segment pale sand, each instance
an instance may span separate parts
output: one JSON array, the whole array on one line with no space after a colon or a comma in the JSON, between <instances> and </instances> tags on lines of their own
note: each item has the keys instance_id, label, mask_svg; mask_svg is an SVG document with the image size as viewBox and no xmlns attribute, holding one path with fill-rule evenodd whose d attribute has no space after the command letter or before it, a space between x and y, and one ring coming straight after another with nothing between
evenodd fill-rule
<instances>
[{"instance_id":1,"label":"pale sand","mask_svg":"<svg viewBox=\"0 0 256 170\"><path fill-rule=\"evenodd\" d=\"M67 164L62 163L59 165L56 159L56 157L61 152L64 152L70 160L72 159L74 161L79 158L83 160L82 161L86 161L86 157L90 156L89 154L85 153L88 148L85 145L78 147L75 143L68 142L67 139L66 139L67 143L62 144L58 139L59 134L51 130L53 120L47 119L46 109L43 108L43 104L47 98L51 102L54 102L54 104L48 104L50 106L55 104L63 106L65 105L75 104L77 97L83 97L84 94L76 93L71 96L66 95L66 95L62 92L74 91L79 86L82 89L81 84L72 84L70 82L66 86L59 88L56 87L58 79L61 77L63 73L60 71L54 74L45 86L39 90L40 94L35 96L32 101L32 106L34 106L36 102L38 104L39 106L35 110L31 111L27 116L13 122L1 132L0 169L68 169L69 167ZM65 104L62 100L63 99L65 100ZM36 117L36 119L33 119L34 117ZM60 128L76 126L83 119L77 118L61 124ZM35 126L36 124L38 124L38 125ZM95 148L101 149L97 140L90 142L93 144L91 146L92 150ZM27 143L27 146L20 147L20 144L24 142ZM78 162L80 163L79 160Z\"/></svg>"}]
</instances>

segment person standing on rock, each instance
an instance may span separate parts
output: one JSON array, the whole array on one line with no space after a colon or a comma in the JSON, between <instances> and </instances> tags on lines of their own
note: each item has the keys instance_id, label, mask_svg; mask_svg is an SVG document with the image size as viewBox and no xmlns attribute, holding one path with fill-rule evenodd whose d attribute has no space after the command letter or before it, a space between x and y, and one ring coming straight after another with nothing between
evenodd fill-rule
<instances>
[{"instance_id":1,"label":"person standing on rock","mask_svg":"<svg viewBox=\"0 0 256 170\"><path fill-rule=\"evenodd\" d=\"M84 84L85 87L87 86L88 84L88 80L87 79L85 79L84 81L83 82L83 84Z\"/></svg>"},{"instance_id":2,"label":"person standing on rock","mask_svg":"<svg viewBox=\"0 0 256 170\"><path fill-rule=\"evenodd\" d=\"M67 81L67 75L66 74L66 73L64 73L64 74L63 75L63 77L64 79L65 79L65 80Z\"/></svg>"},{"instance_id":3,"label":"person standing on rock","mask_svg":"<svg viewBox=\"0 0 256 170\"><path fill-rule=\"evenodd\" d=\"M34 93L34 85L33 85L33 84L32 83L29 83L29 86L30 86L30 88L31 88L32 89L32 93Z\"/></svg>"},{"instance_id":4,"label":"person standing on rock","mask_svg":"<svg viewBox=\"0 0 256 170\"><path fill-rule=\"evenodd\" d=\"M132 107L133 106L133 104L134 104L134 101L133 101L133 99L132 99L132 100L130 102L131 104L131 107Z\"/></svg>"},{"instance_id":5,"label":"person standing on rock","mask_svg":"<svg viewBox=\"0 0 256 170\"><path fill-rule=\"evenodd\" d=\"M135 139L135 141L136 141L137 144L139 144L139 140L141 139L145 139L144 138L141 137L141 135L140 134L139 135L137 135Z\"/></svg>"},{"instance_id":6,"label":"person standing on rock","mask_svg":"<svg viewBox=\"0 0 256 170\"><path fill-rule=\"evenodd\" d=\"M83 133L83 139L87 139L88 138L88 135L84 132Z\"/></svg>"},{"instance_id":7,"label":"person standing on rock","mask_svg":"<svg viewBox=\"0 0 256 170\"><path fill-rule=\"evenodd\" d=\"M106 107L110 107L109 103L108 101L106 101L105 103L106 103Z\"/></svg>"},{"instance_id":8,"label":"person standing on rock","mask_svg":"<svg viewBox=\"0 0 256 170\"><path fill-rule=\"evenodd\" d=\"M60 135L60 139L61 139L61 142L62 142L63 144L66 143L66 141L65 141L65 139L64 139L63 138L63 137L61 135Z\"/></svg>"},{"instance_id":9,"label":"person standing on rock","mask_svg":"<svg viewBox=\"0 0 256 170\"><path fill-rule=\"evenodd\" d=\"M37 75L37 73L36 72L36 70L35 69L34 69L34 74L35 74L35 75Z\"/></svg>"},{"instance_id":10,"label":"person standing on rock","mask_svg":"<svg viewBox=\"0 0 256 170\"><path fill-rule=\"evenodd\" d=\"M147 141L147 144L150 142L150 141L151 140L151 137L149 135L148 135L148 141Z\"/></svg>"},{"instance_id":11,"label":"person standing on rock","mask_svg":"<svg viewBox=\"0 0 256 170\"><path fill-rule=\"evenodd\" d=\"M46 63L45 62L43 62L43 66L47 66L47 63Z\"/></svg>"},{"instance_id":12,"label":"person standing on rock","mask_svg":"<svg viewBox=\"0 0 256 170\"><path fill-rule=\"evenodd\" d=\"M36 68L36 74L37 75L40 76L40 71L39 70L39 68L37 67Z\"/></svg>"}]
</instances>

Instruction. Print the listing above in its entirety, with every line exact.

Finished task.
segment pale sand, each instance
an instance may span separate parts
output: one JSON array, the whole array on one line with no space after a colon or a comma in the JSON, between <instances> and </instances> tags on lines of their own
note: each item has the keys instance_id, label, mask_svg; mask_svg is an SVG document with the image size as viewBox and no xmlns attribute, holding one path with fill-rule evenodd whose d attribute has no space after the command letter or before it, a space between x and y, and one ring coming straight after another with nothing between
evenodd fill-rule
<instances>
[{"instance_id":1,"label":"pale sand","mask_svg":"<svg viewBox=\"0 0 256 170\"><path fill-rule=\"evenodd\" d=\"M67 164L62 163L59 165L56 159L56 157L61 152L64 152L70 160L72 159L74 161L79 158L83 160L82 161L86 161L86 157L90 156L89 154L85 153L88 148L85 145L78 147L75 143L68 142L67 139L66 139L67 143L62 144L58 139L59 134L51 130L53 120L47 119L46 109L43 108L43 104L47 98L51 102L54 102L54 104L48 104L50 106L55 104L63 106L65 105L75 104L77 97L83 97L84 94L76 93L71 96L66 95L66 95L62 92L74 91L79 86L82 89L81 84L72 84L70 82L66 86L59 88L56 87L58 79L61 77L63 73L60 71L54 74L45 86L39 90L40 94L35 96L32 101L32 106L34 106L36 102L38 104L39 106L35 110L31 111L27 116L13 122L1 132L0 169L68 169L69 167ZM65 104L62 100L63 99L65 100ZM36 117L36 119L33 119L34 117ZM60 128L76 126L83 119L77 118L61 124ZM35 126L36 124L38 124L38 125ZM95 148L101 149L97 140L90 142L93 144L91 146L92 150ZM27 143L27 146L20 147L20 144L24 142ZM78 162L80 163L79 160Z\"/></svg>"}]
</instances>

segment person standing on rock, each instance
an instance may span separate parts
output: one JSON array, the whole array on one line with no space after a colon or a comma in the JSON, between <instances> and </instances> tags on lines of their own
note: each item has the keys instance_id, label, mask_svg; mask_svg is an SVG document with the image size as viewBox and no xmlns attribute, holding one path with fill-rule evenodd whose d attribute has no space after the command letter or before it, a space between x and y, and one ring coming straight after another with nothing between
evenodd fill-rule
<instances>
[{"instance_id":1,"label":"person standing on rock","mask_svg":"<svg viewBox=\"0 0 256 170\"><path fill-rule=\"evenodd\" d=\"M84 84L85 87L87 86L88 84L88 80L87 79L85 79L84 81L83 82L83 84Z\"/></svg>"},{"instance_id":2,"label":"person standing on rock","mask_svg":"<svg viewBox=\"0 0 256 170\"><path fill-rule=\"evenodd\" d=\"M67 81L67 75L66 74L66 73L64 73L64 74L63 75L63 77L64 79L65 79L65 80Z\"/></svg>"},{"instance_id":3,"label":"person standing on rock","mask_svg":"<svg viewBox=\"0 0 256 170\"><path fill-rule=\"evenodd\" d=\"M34 93L34 85L33 85L33 84L32 83L29 83L29 86L30 86L30 88L31 88L32 89L32 93Z\"/></svg>"},{"instance_id":4,"label":"person standing on rock","mask_svg":"<svg viewBox=\"0 0 256 170\"><path fill-rule=\"evenodd\" d=\"M132 107L133 106L133 104L134 104L134 101L133 101L133 99L132 99L132 100L130 102L131 104L131 107Z\"/></svg>"},{"instance_id":5,"label":"person standing on rock","mask_svg":"<svg viewBox=\"0 0 256 170\"><path fill-rule=\"evenodd\" d=\"M135 139L135 141L136 141L137 144L139 144L139 140L141 139L145 139L144 138L141 137L141 135L140 134L139 135L137 135Z\"/></svg>"},{"instance_id":6,"label":"person standing on rock","mask_svg":"<svg viewBox=\"0 0 256 170\"><path fill-rule=\"evenodd\" d=\"M83 133L83 139L87 139L88 138L88 135L84 132Z\"/></svg>"},{"instance_id":7,"label":"person standing on rock","mask_svg":"<svg viewBox=\"0 0 256 170\"><path fill-rule=\"evenodd\" d=\"M106 107L110 107L109 103L108 101L106 101L105 103L106 103Z\"/></svg>"},{"instance_id":8,"label":"person standing on rock","mask_svg":"<svg viewBox=\"0 0 256 170\"><path fill-rule=\"evenodd\" d=\"M60 135L60 139L61 139L61 142L62 142L63 144L66 143L66 141L65 141L65 139L64 139L63 138L63 137L61 135Z\"/></svg>"},{"instance_id":9,"label":"person standing on rock","mask_svg":"<svg viewBox=\"0 0 256 170\"><path fill-rule=\"evenodd\" d=\"M37 75L37 73L36 72L36 70L35 69L34 69L34 74L35 74L35 75Z\"/></svg>"},{"instance_id":10,"label":"person standing on rock","mask_svg":"<svg viewBox=\"0 0 256 170\"><path fill-rule=\"evenodd\" d=\"M147 141L147 144L150 142L150 141L151 140L151 137L149 135L148 135L148 141Z\"/></svg>"},{"instance_id":11,"label":"person standing on rock","mask_svg":"<svg viewBox=\"0 0 256 170\"><path fill-rule=\"evenodd\" d=\"M46 63L45 62L43 62L43 66L47 66L47 63Z\"/></svg>"},{"instance_id":12,"label":"person standing on rock","mask_svg":"<svg viewBox=\"0 0 256 170\"><path fill-rule=\"evenodd\" d=\"M36 68L36 74L37 75L40 76L40 71L39 70L39 68L37 67Z\"/></svg>"}]
</instances>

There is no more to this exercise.